The answer must consist of every line in the data below that holds the word "white".

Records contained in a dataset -
--------------------

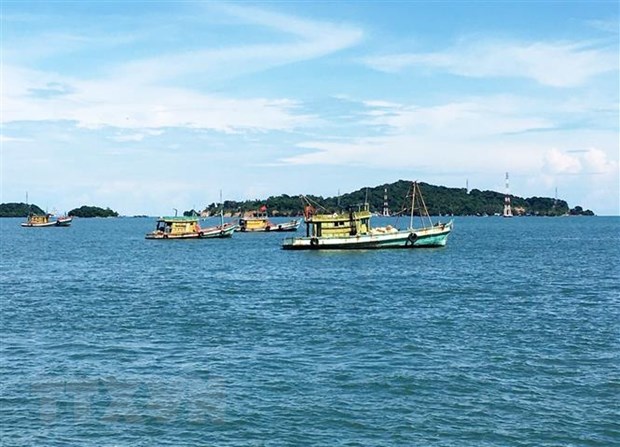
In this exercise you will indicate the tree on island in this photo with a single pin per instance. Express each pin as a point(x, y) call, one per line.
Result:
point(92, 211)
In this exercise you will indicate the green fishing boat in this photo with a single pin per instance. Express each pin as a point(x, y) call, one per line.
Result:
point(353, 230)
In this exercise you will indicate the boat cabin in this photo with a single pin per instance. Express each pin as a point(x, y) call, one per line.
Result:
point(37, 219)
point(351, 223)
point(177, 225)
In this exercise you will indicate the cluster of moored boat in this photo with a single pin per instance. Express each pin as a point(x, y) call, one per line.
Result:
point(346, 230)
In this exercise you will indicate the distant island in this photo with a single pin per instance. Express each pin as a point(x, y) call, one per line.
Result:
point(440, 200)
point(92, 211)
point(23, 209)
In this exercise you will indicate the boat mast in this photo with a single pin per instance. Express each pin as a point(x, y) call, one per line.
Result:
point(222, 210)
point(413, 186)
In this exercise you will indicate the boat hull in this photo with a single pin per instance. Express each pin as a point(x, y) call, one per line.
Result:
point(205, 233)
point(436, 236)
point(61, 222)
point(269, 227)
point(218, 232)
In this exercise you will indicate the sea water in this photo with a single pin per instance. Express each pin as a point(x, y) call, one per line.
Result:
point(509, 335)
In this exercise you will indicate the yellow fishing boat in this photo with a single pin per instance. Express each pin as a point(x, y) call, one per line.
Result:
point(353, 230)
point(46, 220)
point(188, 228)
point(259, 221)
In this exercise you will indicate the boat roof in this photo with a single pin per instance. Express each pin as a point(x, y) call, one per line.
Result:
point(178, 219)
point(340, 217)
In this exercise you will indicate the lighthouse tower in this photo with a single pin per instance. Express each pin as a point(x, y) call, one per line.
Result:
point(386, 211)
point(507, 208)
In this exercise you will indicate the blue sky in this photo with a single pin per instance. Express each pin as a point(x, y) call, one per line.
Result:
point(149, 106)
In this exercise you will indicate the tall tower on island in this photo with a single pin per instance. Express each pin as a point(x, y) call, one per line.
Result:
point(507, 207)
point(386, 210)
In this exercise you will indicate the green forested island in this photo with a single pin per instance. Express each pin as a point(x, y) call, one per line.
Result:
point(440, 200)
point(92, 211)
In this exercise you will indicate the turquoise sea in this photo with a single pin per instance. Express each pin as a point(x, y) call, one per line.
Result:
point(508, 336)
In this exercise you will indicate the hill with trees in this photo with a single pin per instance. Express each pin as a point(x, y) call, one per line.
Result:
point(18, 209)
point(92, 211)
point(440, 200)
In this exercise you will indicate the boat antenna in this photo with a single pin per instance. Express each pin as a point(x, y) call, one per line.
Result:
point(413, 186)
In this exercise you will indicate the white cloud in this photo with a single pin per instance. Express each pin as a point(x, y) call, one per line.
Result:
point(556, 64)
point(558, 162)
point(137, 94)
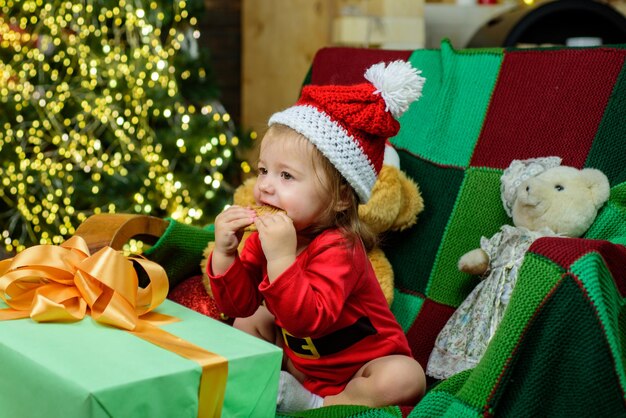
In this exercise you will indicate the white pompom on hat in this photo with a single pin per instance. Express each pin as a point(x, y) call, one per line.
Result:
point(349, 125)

--------------------

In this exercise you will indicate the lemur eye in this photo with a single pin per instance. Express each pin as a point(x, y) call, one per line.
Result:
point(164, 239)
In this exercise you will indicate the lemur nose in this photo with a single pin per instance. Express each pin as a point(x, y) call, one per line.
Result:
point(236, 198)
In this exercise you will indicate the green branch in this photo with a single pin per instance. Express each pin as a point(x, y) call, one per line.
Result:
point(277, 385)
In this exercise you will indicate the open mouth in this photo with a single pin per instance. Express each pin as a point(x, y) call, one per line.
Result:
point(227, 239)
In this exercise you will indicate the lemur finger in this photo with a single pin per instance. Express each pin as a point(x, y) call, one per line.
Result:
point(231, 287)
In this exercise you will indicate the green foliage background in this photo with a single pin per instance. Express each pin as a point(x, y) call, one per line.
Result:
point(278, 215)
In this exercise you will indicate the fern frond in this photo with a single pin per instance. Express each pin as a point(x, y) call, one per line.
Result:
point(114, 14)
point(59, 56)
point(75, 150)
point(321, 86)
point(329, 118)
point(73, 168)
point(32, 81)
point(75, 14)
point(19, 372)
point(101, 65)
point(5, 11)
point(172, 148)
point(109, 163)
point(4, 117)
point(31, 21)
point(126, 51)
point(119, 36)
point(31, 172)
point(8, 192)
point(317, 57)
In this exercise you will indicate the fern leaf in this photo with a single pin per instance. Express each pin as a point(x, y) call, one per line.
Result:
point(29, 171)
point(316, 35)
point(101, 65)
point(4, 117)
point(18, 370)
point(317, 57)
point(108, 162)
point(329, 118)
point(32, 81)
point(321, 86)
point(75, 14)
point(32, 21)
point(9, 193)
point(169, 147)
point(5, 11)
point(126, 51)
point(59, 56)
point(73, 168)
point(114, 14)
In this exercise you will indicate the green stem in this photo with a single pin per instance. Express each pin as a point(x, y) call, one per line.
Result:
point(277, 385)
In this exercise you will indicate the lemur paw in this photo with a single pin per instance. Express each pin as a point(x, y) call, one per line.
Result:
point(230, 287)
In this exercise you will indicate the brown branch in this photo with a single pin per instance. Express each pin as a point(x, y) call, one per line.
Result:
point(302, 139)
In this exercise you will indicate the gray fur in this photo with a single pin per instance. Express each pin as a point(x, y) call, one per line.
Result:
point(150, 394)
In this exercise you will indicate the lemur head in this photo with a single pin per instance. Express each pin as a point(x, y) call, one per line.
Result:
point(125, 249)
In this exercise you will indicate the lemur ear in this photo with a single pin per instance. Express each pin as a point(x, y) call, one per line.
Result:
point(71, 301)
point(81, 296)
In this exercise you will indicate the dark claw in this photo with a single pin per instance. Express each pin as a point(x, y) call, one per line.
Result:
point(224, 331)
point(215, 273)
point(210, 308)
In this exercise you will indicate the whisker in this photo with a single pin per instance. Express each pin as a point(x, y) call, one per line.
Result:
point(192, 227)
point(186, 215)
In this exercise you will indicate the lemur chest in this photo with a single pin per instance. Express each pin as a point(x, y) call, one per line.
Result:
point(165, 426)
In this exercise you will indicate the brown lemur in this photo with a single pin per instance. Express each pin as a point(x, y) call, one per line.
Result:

--------------------

Completed exercise -
In this exercise you will indicate the white cloud in this photo with a single pin per instance. Express each pin as a point(x, y) call, one per line.
In this exercise you will indicate the white pompom on hat in this photo with a single pin per instance. Express each pin as a point(x, y) call, one per line.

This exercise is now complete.